Rewrite the data below, replacing every "indicate" with "mark" and leaving everything else unchanged. Omit the pictures from your answer.

[start of DATA FOR PROCESSING]

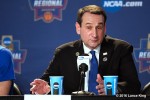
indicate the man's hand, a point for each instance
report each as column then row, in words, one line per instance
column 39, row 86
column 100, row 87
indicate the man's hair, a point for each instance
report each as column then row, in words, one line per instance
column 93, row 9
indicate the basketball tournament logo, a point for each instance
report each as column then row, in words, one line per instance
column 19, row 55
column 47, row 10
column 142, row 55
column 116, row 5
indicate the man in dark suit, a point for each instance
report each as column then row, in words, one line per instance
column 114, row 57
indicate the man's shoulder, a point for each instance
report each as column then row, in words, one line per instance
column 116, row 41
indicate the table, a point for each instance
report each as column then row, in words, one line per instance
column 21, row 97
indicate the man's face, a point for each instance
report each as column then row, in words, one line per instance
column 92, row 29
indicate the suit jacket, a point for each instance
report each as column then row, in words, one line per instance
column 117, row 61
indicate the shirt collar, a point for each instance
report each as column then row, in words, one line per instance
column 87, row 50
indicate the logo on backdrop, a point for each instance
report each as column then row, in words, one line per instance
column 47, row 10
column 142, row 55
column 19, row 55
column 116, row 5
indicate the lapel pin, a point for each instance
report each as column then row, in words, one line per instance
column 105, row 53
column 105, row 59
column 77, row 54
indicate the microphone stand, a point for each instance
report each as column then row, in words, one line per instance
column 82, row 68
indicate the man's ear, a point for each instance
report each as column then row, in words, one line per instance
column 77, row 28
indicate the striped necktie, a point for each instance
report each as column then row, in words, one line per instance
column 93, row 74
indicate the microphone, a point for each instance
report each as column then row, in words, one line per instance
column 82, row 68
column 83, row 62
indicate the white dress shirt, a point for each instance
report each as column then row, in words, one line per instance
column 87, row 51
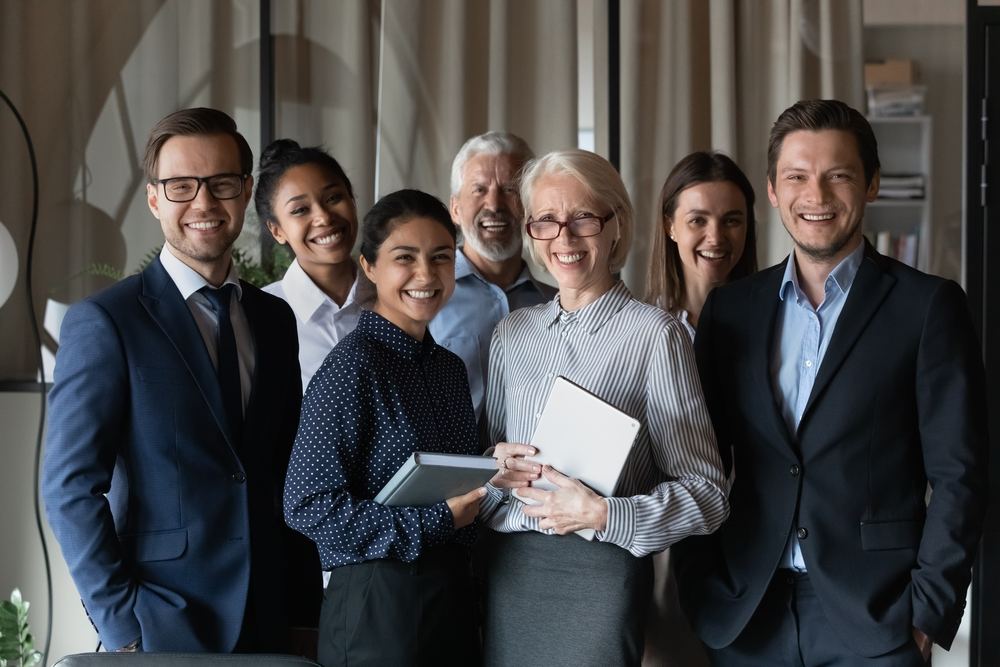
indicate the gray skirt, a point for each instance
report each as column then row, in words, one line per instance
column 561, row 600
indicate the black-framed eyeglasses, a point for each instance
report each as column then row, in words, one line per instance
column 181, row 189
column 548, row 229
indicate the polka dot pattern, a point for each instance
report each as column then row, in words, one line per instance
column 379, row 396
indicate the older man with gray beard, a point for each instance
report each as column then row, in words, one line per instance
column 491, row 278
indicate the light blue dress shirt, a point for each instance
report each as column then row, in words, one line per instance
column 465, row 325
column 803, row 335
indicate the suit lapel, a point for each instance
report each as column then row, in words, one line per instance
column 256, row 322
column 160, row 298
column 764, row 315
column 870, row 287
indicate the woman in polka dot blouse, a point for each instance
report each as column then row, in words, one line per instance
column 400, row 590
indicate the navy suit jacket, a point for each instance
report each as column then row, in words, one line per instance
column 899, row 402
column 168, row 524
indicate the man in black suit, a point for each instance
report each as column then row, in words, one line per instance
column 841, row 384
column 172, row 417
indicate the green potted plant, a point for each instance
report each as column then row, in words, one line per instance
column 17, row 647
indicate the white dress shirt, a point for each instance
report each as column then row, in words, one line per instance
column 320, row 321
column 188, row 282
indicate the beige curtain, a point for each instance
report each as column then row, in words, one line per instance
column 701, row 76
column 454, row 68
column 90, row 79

[end of DATA FOR PROCESSING]

**RESULT**
mark the man's hand, a point for each instance
report each as column then row, in words, one line per instance
column 39, row 86
column 100, row 87
mark the man's hair, a point for each instance
report each as column then row, in words, one line per instance
column 93, row 9
mark the basketball tournament logo, a point for each instance
report each as column then row, in words, one line per instance
column 19, row 55
column 47, row 10
column 142, row 55
column 116, row 5
mark the man in dark suit, a point for each instance
report each as column then row, in words, one line per instance
column 114, row 57
mark the man's shoulder, a point for each instance
report each as column then row, in words, one line per instance
column 116, row 41
mark the table, a point for each instance
report each as column then row, in words, one line per instance
column 21, row 97
mark the man's face, a point for each instance
report each as column then row, in words, one line per instance
column 92, row 29
mark the suit jacket, a point for each instance
report each as column then row, in words, one line per instance
column 117, row 61
mark the shirt collar, a point for each instance
report each as column then row, in words, one line per instance
column 87, row 50
mark the logo on backdrop, a point for each instance
report each as column then row, in words, one line per instance
column 47, row 10
column 142, row 55
column 19, row 55
column 116, row 5
mark the lapel pin, a point for each instance
report each as column then row, in words, one line per instance
column 105, row 53
column 105, row 59
column 77, row 54
mark the microphone stand, a point for each instance
report each as column then row, in words, one line per instance
column 82, row 68
mark the man's ear, a point for each instance
report each as column then row, in words, one line per instance
column 77, row 28
mark the striped necktie, a point for each instance
report each as column then row, in words, one line per instance
column 93, row 74
mark the microphone, a point for each instance
report each as column then row, in words, one line per instance
column 82, row 68
column 83, row 62
mark the white dress shirt, a point for each instance
report each as column then row, in words, one line per instance
column 87, row 51
mark the gray skirt, a point for each instance
report each as column then row, in words, one line per instance
column 561, row 600
mark the black-framed eyeglasses, a point for each instance
report each as column then row, in words, one line per instance
column 181, row 189
column 548, row 229
mark the polka dot pattern, a point for each instance
report each as column then row, in words, one line per instance
column 379, row 396
mark the older man with gray beard, a point for each instance
report each as column then row, in words, one line per instance
column 491, row 278
mark the light blue dress shirt, a point for each instance
report each as column then row, in words, one line per instance
column 465, row 325
column 803, row 335
mark the suit lapel, a point for each instance
report each as column then row, in words, one line per instance
column 256, row 322
column 160, row 298
column 764, row 315
column 870, row 287
mark the woman in polka dot blouse, a point for each instance
report each as column then row, in words, one line per instance
column 400, row 590
mark the navy suit jacket, a point for each instance
report each as column then row, in words, one line per instance
column 899, row 402
column 168, row 524
mark the man in black suit, a point for each instance
report each as column then row, in words, one line per instance
column 841, row 384
column 172, row 417
mark the green potted plant, a point for each instance
report each as column then row, in words, one line per instance
column 17, row 647
mark the white dress shirt, a point for each instance
report each as column then row, in words, one line per instance
column 320, row 321
column 188, row 282
mark the beige curtain, a point for each instance
report each as column then row, in words, one line per instance
column 701, row 76
column 454, row 68
column 90, row 79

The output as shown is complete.